**What is required:**
List every line of the items below that contains the string "insect", with case counting.

Point labeling dataset excerpts
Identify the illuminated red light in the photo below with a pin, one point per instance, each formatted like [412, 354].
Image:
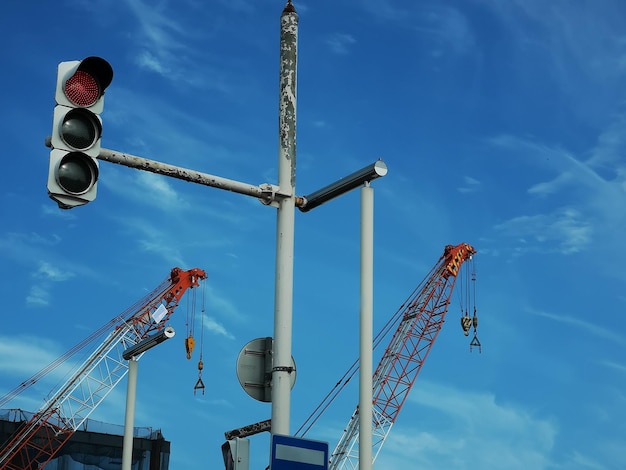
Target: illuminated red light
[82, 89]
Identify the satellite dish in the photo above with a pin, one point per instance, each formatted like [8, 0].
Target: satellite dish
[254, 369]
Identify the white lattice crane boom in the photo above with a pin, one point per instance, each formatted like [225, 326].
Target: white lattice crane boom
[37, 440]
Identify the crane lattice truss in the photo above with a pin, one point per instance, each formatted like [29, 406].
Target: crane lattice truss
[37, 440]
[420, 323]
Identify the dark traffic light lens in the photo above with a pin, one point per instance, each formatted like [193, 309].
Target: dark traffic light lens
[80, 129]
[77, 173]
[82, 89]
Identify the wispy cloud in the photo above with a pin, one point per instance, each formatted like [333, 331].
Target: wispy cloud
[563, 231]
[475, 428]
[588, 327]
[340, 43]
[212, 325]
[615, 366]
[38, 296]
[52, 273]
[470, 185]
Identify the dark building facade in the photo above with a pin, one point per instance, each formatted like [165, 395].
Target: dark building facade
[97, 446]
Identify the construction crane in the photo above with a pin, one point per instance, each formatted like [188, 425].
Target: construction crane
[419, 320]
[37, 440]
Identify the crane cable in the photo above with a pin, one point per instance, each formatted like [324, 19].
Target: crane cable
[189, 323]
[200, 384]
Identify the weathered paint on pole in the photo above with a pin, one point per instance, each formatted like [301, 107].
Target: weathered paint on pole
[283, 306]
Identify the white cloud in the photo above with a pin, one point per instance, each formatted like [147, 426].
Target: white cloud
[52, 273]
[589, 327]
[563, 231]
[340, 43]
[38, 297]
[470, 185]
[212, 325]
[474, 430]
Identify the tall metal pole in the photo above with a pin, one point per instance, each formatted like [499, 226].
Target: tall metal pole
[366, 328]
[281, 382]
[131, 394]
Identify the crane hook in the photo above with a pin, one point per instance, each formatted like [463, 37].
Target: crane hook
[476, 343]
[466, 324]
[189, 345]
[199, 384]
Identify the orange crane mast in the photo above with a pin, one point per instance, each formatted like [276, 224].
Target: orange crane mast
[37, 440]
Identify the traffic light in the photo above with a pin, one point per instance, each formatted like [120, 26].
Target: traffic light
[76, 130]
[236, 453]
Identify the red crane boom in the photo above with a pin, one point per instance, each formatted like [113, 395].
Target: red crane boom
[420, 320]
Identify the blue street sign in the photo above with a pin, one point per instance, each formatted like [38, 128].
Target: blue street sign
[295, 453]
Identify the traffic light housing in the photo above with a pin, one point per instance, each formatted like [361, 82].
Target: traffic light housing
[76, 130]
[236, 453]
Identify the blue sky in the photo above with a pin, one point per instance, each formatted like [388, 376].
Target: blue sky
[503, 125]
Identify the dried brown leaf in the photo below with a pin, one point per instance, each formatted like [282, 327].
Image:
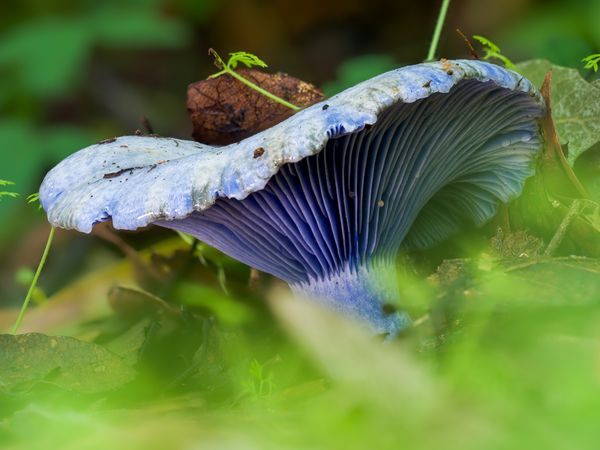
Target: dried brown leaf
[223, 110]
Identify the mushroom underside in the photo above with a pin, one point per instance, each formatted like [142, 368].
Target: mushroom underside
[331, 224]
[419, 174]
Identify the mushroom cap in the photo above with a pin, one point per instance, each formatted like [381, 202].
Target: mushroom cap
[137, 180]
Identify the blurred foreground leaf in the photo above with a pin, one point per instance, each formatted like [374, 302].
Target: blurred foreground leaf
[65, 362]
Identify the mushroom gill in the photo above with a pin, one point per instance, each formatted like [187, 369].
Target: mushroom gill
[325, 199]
--
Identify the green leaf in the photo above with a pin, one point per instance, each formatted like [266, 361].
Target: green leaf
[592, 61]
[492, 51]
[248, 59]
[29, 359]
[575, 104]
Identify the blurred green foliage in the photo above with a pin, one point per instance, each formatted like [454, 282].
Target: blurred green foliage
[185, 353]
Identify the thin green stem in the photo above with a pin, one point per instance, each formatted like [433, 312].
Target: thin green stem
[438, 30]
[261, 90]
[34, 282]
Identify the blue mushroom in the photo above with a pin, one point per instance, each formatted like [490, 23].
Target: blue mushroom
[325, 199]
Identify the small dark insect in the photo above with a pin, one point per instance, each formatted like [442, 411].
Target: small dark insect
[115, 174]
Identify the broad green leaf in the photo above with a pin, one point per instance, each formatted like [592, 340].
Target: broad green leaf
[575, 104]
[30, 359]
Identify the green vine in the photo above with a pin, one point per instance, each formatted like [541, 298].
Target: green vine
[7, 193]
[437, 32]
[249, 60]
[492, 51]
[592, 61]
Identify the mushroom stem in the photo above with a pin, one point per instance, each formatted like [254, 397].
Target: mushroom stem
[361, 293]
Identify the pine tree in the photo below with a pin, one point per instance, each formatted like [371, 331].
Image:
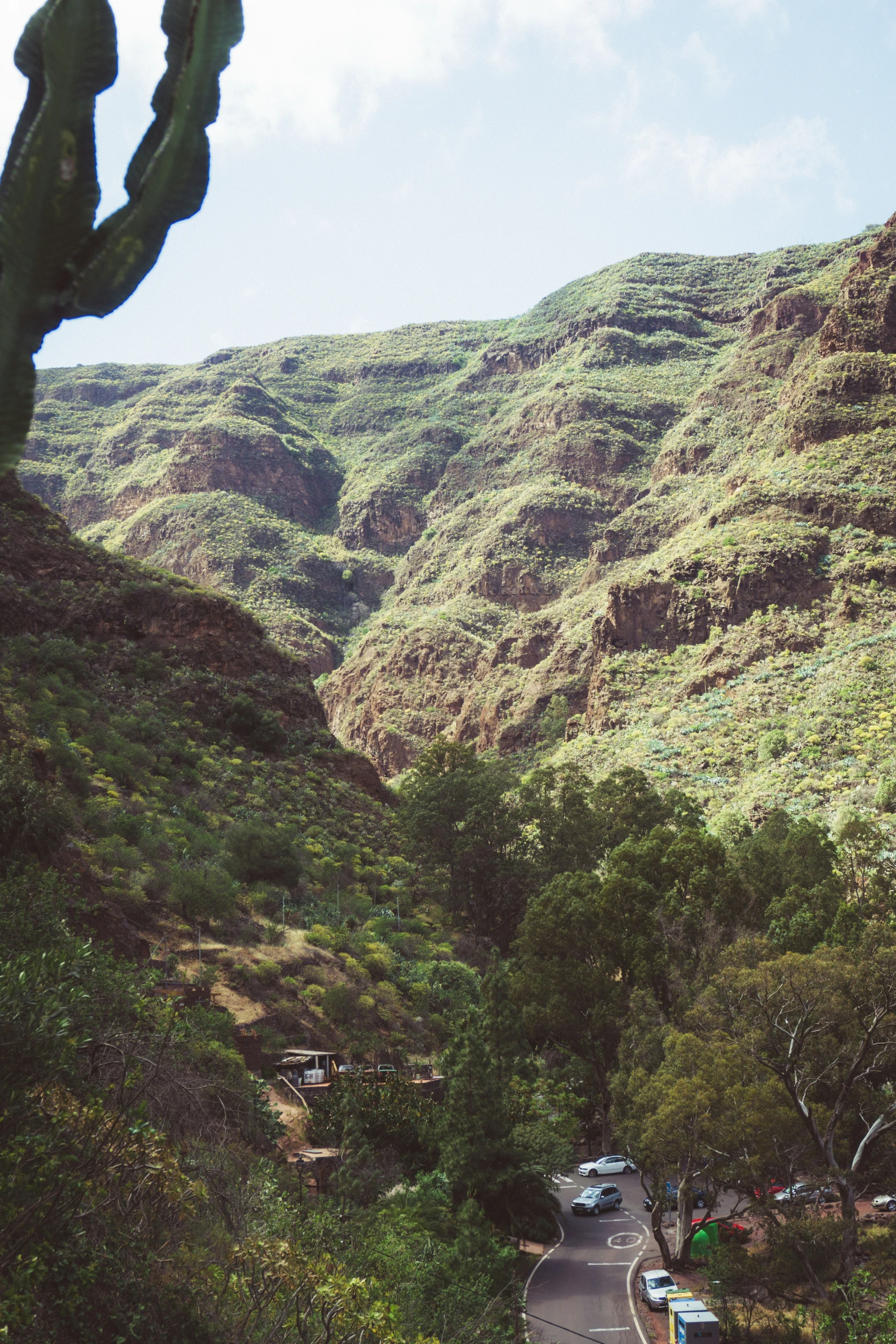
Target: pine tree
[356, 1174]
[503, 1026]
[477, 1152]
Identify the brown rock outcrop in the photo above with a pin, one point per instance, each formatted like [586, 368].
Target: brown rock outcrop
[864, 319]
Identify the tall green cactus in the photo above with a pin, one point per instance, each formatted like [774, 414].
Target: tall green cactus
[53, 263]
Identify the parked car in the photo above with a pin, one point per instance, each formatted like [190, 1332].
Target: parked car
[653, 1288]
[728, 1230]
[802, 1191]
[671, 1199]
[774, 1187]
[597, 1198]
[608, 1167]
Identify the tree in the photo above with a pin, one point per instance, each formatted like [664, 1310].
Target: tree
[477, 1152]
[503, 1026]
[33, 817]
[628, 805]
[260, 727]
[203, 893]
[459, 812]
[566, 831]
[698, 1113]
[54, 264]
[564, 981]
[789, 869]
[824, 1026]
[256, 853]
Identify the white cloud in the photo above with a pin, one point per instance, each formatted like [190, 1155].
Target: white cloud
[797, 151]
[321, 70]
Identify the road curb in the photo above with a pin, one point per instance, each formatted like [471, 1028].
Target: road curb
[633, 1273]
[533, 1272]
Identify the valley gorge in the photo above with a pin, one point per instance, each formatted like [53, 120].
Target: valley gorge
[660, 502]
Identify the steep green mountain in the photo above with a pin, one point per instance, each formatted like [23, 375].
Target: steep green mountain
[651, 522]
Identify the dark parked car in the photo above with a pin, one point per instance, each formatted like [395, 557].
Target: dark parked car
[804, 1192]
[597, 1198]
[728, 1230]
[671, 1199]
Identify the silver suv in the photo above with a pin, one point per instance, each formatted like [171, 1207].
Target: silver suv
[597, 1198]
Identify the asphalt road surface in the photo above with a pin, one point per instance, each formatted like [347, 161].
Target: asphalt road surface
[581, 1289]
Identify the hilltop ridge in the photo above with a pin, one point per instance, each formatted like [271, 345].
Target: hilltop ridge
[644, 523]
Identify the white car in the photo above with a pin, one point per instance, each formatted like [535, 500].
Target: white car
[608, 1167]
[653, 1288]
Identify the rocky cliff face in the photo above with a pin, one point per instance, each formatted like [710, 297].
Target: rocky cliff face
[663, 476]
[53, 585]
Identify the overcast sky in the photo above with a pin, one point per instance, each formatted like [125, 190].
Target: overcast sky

**Answer:**
Identify the small dark insect in the photo above with a pin, one point per instance, each formatted like [442, 411].
Target: small dark insect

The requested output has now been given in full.